> _THE TASK_
Keep only the lines that hold the string "vanity", filtering out the rest of the entries below.

Point localization data:
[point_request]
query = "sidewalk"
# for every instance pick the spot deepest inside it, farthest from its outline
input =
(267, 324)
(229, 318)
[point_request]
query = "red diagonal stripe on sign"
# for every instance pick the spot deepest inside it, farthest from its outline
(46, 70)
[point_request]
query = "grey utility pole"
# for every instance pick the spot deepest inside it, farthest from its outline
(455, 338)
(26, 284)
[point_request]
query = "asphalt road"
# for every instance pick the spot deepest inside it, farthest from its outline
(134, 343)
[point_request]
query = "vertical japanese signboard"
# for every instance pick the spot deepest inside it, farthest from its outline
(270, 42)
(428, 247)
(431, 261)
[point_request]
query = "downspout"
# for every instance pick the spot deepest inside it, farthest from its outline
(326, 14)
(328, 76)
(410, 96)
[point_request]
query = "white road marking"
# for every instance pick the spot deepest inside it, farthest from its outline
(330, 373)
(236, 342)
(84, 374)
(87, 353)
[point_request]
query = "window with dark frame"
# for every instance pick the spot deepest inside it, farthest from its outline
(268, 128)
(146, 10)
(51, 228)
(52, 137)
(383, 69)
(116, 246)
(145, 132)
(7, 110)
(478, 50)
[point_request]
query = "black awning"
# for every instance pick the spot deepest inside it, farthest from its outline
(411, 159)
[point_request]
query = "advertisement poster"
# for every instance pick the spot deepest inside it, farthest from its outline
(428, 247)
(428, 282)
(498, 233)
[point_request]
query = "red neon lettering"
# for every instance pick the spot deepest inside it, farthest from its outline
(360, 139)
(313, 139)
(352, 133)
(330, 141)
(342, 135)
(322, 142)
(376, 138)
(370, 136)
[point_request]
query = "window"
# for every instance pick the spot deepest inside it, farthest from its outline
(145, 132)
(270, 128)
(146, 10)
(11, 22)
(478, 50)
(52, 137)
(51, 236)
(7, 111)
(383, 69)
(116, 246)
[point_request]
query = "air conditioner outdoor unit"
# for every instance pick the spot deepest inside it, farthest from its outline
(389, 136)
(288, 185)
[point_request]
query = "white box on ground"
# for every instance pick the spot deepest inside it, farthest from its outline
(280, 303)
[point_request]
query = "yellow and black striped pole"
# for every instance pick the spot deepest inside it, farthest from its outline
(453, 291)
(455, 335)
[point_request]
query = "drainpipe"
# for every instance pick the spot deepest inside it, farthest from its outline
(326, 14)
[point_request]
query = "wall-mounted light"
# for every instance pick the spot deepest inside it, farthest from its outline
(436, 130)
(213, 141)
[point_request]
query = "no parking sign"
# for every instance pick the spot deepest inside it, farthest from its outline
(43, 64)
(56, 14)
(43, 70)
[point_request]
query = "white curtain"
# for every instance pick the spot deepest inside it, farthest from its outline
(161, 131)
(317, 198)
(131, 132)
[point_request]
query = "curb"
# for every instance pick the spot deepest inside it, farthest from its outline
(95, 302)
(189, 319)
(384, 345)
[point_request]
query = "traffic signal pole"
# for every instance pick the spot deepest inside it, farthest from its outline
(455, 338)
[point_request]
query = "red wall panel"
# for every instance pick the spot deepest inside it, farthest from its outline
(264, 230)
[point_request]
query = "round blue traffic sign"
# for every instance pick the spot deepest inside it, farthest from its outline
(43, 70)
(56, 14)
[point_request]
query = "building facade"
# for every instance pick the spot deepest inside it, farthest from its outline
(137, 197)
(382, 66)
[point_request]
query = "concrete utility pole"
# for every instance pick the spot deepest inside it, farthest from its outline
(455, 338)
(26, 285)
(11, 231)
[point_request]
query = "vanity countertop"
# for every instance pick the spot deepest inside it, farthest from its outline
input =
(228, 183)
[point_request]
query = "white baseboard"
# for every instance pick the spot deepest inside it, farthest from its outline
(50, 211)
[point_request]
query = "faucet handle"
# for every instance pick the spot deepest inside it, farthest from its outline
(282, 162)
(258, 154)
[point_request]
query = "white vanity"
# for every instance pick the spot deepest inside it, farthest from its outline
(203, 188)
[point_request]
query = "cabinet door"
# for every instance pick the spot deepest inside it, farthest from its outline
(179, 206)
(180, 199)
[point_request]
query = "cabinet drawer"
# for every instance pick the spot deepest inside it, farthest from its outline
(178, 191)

> _RESULT FOR THIS TASK_
query = "vanity countertop"
query = "white vanity"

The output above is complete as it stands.